Please copy out everything in the records below from the line containing "Would you be" down to the line containing "column 54, row 221", with both of those lines included. Leave the pictures out of your answer.

GIVEN RECORDS |
· · · ·
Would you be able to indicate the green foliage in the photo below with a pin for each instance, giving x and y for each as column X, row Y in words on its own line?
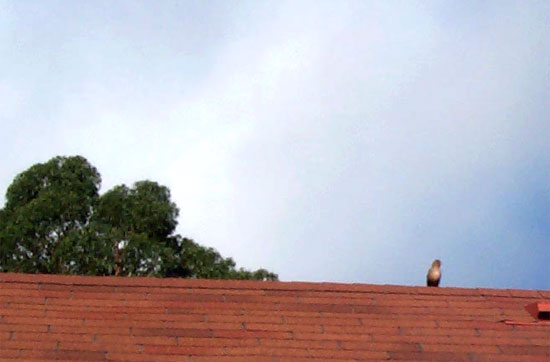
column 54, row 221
· · · ·
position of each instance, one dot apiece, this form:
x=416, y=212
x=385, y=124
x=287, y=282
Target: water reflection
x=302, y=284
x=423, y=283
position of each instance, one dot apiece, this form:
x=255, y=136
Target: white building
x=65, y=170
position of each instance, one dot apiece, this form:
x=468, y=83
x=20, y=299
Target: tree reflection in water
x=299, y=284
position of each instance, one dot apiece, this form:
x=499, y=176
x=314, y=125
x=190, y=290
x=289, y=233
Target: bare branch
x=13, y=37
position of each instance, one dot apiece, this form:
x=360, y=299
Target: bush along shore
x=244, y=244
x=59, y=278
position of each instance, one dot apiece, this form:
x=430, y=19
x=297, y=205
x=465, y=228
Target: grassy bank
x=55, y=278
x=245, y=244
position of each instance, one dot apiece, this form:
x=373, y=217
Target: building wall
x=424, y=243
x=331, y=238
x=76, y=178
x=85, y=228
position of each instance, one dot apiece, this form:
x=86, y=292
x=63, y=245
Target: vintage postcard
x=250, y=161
· · · ·
PROBLEM SOLUTION |
Would you be able to indicate the green foliage in the photo below with a pin for each instance, giving x and y for each as column X, row Y in words on its own line?
column 54, row 221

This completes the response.